> Required actions
• 1. In the article about the South Paris community garden, how many years did Barbara Murphy work for the University of Maine Cooperative Extension for Oxford County?
• 2. Carry on the article about the South Paris community garden from its final sentence.

> Source document
####################

Gardeners Growing Healthy Communities

Gardeners Growing Healthy Communities in South Paris
Raised beds built and filled by Gardeners Growing Healthy Communities in South Paris. Photo by Anne Stuer

By Joyce White

On a sunny Thursday afternoon in mid-September, about 15 volunteers are engrossed in a variety of garden-related activities – harvesting kale and cabbage, dividing a big bowl of ‘Sungold’ cherry tomatoes into separate baggies, weighing and recording harvested fresh vegetables from these first-year raised beds and weighing donated produce. These activities are taking place at Gardeners Growing Healthy Communities (GGHC) on Route 26/Park Street in South Paris.

Volunteer Barbara Murphy finishes weighing and recording cabbages and then talks with me while she picks Provider green beans from a third planting of still-lush, dark green plants. She tells me that all this produce that the friendly and industrious volunteers are dividing and organizing will be moved to the First Congregational Church in South Paris for distribution to about 65 families for 135 family members. Thursday evenings at 6, she said, are times of celebration as people gather in friendly community to distribute and receive fresh garden produce.

Murphy worked for the University of Maine Cooperative Extension for Oxford County for 23 years before becoming involved with GGHC, and she taught the Master Gardener program for those 23 years.

####################

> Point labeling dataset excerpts

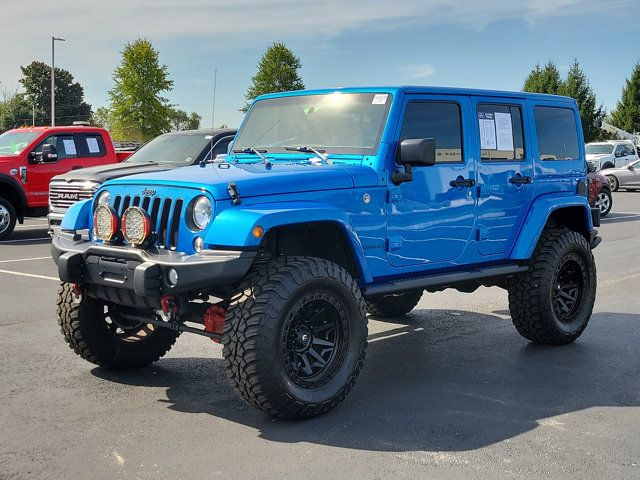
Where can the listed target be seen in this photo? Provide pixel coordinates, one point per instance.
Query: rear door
(39, 174)
(430, 218)
(505, 172)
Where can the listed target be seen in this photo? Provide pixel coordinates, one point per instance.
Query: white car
(627, 177)
(612, 154)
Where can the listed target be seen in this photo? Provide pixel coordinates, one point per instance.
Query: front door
(505, 172)
(430, 219)
(39, 174)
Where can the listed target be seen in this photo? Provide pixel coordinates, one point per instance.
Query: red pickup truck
(30, 157)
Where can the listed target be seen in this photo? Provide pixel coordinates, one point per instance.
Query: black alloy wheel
(569, 287)
(313, 340)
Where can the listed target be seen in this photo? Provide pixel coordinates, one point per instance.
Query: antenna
(213, 111)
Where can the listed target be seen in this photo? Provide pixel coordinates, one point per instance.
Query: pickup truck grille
(63, 195)
(165, 216)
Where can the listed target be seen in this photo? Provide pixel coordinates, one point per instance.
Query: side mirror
(414, 152)
(49, 153)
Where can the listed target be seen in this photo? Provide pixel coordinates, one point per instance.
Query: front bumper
(142, 272)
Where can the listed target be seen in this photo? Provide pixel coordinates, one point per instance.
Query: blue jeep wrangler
(330, 205)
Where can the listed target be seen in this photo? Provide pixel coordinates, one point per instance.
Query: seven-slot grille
(63, 195)
(164, 213)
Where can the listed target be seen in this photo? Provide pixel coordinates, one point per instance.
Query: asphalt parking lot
(450, 391)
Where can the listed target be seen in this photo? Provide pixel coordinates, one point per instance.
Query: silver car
(627, 177)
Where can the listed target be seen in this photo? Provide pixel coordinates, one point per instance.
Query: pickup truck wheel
(295, 336)
(396, 305)
(604, 202)
(8, 218)
(111, 337)
(552, 302)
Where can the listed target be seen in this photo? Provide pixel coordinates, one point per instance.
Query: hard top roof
(415, 89)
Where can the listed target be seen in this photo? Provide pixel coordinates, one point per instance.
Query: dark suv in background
(168, 151)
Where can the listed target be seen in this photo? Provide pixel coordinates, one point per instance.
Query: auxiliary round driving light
(105, 223)
(172, 275)
(198, 244)
(136, 226)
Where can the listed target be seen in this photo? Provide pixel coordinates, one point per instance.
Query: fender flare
(233, 226)
(14, 186)
(77, 216)
(537, 218)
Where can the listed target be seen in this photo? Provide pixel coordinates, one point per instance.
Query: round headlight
(136, 226)
(201, 212)
(104, 198)
(105, 223)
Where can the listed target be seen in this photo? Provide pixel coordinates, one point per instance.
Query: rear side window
(557, 133)
(94, 145)
(440, 121)
(65, 145)
(500, 128)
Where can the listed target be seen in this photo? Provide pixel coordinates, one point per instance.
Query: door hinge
(483, 234)
(394, 243)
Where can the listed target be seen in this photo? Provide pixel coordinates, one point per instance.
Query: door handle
(462, 182)
(520, 180)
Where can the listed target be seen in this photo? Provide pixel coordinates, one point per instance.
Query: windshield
(13, 142)
(336, 123)
(178, 149)
(598, 149)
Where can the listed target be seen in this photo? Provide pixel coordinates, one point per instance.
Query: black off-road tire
(395, 305)
(88, 334)
(7, 225)
(604, 204)
(531, 294)
(258, 329)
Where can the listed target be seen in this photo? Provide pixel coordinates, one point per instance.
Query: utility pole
(215, 83)
(53, 78)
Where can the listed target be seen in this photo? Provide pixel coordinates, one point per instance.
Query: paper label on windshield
(379, 99)
(92, 144)
(504, 131)
(69, 147)
(487, 131)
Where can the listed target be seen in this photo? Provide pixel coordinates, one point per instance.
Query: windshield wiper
(264, 159)
(307, 149)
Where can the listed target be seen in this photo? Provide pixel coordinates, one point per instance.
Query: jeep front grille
(164, 213)
(62, 195)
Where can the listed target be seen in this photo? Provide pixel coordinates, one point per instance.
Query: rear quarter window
(557, 133)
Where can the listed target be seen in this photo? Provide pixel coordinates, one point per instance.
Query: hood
(102, 173)
(255, 179)
(598, 156)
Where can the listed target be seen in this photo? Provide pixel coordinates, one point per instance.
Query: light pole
(53, 78)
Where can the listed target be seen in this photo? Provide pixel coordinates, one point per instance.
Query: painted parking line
(25, 259)
(25, 240)
(37, 225)
(30, 275)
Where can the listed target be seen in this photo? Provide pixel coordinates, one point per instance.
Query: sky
(489, 44)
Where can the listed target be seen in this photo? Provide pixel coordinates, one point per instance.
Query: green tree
(627, 113)
(181, 120)
(15, 110)
(577, 86)
(277, 72)
(544, 80)
(70, 104)
(139, 111)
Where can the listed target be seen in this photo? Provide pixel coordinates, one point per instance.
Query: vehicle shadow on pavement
(619, 218)
(439, 380)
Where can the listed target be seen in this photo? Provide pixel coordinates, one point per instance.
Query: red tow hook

####################

> Responses in order
• 1. 23 years.

• 2.
While with Extension, she learned the skill of enlisting volunteers while working with “Plant a Row for the Hungry,” “a fabulous program,” she comments, that encourages gardeners to purposefully grow one row of their gardens for donation. “PAR grew slowly,” she explains, “expanding from serving a dozen or so families to a high of over 100 families coming weekly to the [Oxford County] Extension office to share food and companionship.

“The program was also very successful with the volunteers who wanted a way to use their gardening skills to help others in the community.”

Master Gardener graduates were expected to volunteer to use skills learned from the program, so the new GGHC nonprofit resonated with many of them, Murphy said. “We started very slowly, took a few years, and now have all these dedicated volunteers.” People from surrounding areas are welcome, and recipients also help, so 10 to 12 people work in the gardens every week, and about 15 to 20 work at distribution.

Volunteer Becky Armstrong said she likes working with senior citizens. “I see a need and we [referring to the weekly food distribution] can serve as an outing for the participants. Some actually cry at the end [of the season] when they can no longer look forward to their ‘Thursday night party.'”

Another bean-picking volunteer, Maureen Howard, said, “When I read in the paper that Barbara was starting this GGHC project and looking for volunteers, I wanted to be involved.” She had taken Murphy’s Master Gardener training six or seven years earlier, and “I knew that whatever Barbara was leading would be worthwhile and I wanted to be a part of it.”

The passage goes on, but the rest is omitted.